**What to work on**
Rewrite the listing from the line with "of the speck" up to and including the line with "x=143 y=511", keeping every line but the picture. Multiply each x and y coordinate by 1.05 and round it to a whole number, with halves rounded up, leaving all other wording unchanged.

**Data lines**
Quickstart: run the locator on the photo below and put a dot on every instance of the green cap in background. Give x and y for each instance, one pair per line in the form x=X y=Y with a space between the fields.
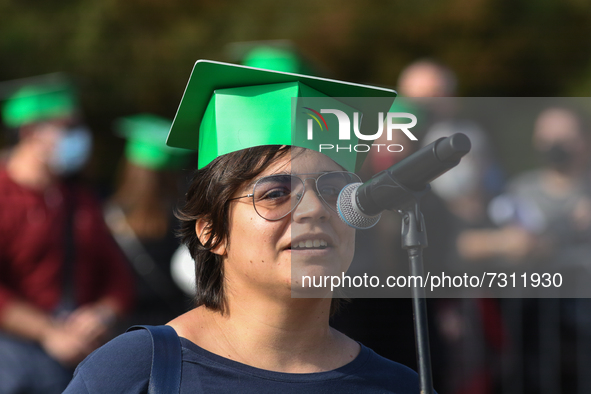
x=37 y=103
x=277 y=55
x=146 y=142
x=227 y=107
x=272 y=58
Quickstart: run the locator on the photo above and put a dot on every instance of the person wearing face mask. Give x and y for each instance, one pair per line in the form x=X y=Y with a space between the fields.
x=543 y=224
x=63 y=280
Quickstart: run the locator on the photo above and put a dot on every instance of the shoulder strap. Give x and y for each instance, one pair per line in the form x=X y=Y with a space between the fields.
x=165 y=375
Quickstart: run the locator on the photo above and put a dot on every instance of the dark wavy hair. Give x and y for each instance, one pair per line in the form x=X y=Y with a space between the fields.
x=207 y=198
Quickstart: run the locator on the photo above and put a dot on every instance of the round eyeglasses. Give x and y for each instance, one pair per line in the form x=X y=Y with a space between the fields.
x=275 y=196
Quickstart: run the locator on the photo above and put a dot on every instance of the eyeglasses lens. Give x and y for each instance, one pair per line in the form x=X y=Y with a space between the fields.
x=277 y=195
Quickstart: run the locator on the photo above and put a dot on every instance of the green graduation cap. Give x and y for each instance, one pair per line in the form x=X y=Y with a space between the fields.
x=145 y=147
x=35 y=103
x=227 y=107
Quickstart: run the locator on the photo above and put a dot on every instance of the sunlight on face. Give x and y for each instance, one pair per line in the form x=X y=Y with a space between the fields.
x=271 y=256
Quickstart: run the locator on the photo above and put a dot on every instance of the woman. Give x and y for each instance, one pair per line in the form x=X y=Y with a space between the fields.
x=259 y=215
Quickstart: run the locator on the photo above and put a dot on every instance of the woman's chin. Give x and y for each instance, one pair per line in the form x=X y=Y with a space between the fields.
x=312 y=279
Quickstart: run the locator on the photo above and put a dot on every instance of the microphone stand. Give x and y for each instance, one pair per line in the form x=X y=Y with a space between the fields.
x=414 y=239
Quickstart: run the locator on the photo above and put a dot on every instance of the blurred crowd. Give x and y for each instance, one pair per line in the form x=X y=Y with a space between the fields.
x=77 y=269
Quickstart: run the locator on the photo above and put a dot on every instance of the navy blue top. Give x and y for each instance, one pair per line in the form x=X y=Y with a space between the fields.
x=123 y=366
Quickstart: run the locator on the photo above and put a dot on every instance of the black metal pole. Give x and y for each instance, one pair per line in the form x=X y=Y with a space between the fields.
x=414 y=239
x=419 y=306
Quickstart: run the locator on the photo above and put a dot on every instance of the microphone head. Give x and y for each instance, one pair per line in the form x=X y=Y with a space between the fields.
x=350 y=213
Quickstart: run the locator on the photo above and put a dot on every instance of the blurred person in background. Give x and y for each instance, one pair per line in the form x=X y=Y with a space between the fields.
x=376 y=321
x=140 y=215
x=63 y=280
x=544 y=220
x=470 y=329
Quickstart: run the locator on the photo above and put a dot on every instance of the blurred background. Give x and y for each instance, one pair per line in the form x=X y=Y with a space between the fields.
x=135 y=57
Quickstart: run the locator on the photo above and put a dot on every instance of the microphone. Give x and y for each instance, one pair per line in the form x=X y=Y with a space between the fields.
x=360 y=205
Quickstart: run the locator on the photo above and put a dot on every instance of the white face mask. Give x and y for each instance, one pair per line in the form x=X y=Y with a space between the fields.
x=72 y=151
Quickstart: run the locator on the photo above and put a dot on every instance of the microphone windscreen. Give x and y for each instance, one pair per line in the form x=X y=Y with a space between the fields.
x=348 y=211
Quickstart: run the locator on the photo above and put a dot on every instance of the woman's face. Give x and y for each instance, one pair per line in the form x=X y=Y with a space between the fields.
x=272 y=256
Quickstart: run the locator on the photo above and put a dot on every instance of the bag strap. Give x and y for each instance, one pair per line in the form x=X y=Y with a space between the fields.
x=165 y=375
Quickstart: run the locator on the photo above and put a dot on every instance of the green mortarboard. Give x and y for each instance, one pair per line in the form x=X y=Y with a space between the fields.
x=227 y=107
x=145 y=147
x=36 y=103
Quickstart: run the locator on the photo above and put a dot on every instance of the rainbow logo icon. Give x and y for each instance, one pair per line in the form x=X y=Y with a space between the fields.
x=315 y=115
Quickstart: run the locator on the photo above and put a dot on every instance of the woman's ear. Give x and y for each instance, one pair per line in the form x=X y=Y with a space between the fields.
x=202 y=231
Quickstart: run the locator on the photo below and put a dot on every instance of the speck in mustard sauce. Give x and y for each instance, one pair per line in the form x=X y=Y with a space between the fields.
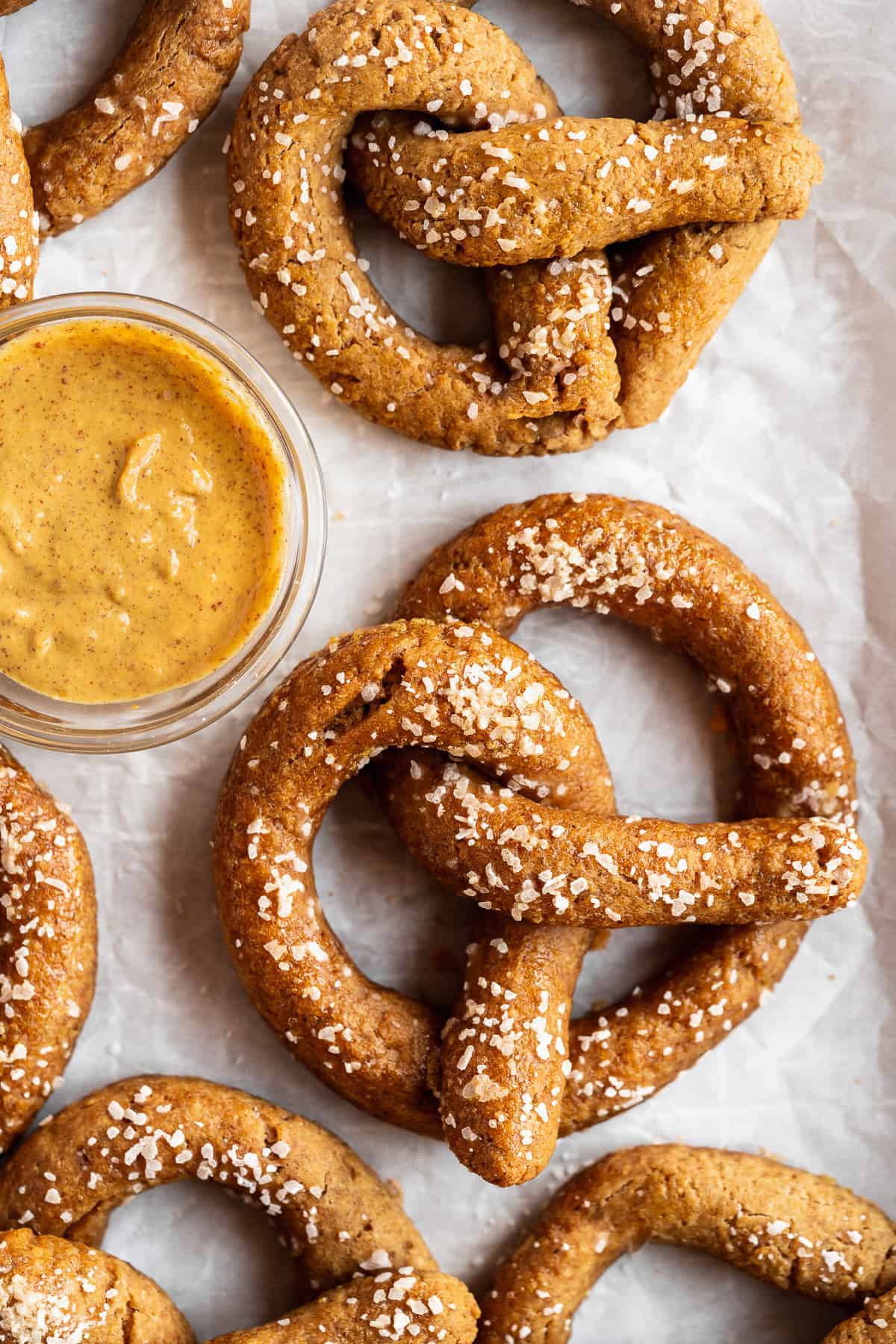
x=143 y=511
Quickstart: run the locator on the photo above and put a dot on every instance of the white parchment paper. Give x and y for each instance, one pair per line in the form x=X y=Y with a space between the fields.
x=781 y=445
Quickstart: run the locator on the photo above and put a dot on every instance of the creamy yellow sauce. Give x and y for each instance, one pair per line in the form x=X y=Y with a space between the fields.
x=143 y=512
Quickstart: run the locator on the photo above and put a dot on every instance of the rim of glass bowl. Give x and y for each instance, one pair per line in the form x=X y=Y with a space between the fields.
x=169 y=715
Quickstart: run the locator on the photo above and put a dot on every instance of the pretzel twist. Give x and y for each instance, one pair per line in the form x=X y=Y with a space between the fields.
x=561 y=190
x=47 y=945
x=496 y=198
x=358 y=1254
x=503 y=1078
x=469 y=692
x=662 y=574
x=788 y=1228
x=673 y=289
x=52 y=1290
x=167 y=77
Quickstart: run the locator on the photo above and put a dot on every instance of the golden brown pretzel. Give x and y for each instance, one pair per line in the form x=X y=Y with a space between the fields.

==

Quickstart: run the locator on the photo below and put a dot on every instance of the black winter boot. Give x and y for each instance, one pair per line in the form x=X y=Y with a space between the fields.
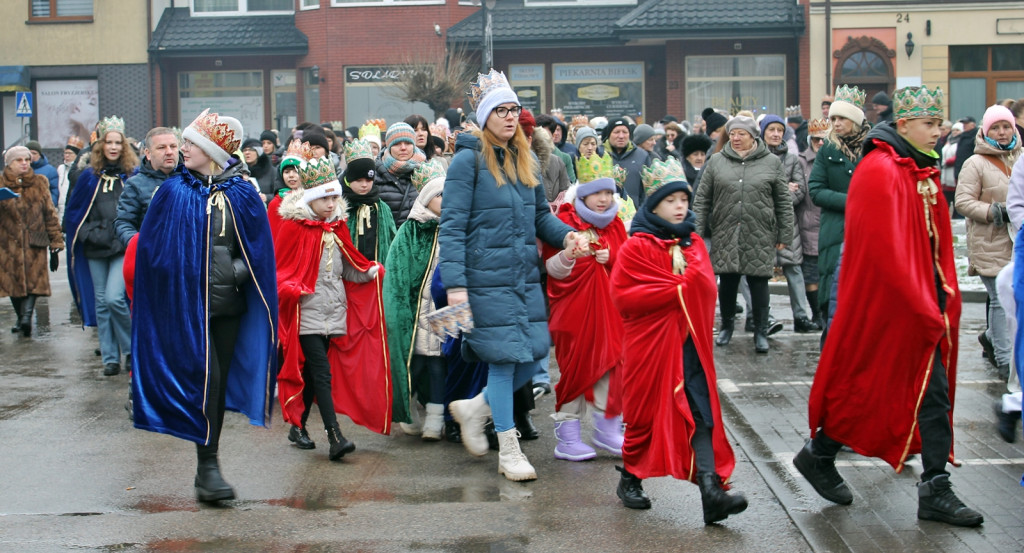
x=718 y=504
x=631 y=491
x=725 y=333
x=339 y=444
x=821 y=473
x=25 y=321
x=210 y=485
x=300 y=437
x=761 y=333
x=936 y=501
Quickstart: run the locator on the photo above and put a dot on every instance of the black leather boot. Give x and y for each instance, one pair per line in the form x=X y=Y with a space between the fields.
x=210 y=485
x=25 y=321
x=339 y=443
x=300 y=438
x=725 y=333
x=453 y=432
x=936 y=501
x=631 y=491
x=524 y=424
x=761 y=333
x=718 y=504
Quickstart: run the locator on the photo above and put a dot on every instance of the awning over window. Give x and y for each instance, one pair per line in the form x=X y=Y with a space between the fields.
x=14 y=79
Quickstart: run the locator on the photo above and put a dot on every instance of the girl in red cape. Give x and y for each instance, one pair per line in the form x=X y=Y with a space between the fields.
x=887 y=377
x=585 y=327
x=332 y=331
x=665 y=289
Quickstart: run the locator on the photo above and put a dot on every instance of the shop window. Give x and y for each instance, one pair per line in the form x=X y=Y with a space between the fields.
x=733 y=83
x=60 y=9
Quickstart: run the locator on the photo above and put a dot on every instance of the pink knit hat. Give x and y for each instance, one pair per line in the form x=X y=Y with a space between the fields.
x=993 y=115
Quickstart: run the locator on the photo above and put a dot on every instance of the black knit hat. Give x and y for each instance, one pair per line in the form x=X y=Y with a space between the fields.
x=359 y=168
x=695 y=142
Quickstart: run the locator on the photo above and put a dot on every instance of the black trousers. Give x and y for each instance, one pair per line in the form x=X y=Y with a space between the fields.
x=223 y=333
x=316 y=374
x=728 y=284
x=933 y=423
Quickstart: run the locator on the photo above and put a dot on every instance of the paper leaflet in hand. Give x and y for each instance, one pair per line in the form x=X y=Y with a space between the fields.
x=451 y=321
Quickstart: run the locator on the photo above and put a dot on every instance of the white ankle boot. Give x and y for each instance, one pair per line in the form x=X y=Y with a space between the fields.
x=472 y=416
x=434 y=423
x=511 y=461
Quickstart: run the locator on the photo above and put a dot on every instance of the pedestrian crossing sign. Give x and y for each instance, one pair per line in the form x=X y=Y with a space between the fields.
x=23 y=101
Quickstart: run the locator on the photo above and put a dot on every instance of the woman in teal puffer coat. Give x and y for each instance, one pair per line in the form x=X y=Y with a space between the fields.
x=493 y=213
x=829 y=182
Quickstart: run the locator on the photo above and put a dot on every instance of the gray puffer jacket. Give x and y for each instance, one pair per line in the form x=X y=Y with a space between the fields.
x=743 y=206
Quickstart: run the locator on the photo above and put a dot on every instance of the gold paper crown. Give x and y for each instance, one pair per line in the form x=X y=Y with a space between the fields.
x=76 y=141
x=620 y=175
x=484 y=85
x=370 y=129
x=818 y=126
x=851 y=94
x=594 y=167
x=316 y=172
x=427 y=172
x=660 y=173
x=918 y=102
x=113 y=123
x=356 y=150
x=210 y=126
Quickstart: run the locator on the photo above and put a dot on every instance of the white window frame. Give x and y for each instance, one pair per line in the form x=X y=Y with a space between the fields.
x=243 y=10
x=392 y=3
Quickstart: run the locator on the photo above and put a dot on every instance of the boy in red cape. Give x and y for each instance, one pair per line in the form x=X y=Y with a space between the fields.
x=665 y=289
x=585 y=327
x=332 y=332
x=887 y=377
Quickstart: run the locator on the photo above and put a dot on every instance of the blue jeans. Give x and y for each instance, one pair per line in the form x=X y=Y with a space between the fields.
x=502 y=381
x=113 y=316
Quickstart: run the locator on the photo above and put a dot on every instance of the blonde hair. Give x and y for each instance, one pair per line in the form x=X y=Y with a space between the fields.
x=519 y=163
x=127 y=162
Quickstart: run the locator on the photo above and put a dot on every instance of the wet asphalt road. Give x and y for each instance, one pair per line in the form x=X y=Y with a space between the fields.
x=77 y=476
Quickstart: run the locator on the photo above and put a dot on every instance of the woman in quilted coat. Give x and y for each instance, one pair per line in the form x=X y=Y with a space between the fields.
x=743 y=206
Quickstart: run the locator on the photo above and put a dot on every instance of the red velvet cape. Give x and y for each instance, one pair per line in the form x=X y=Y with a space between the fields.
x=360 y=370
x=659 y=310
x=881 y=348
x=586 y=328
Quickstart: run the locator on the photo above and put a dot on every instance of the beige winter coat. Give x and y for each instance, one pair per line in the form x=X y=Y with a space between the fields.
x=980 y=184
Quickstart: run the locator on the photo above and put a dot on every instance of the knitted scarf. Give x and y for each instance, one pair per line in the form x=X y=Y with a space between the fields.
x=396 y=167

**Correct result**
Quickstart: run the locator on the photo below and put a dot on every instance of the speck in mustard sauce. Give x and y for each instance, one pair per line in the form x=X y=Y with a space between the fields.
x=150 y=537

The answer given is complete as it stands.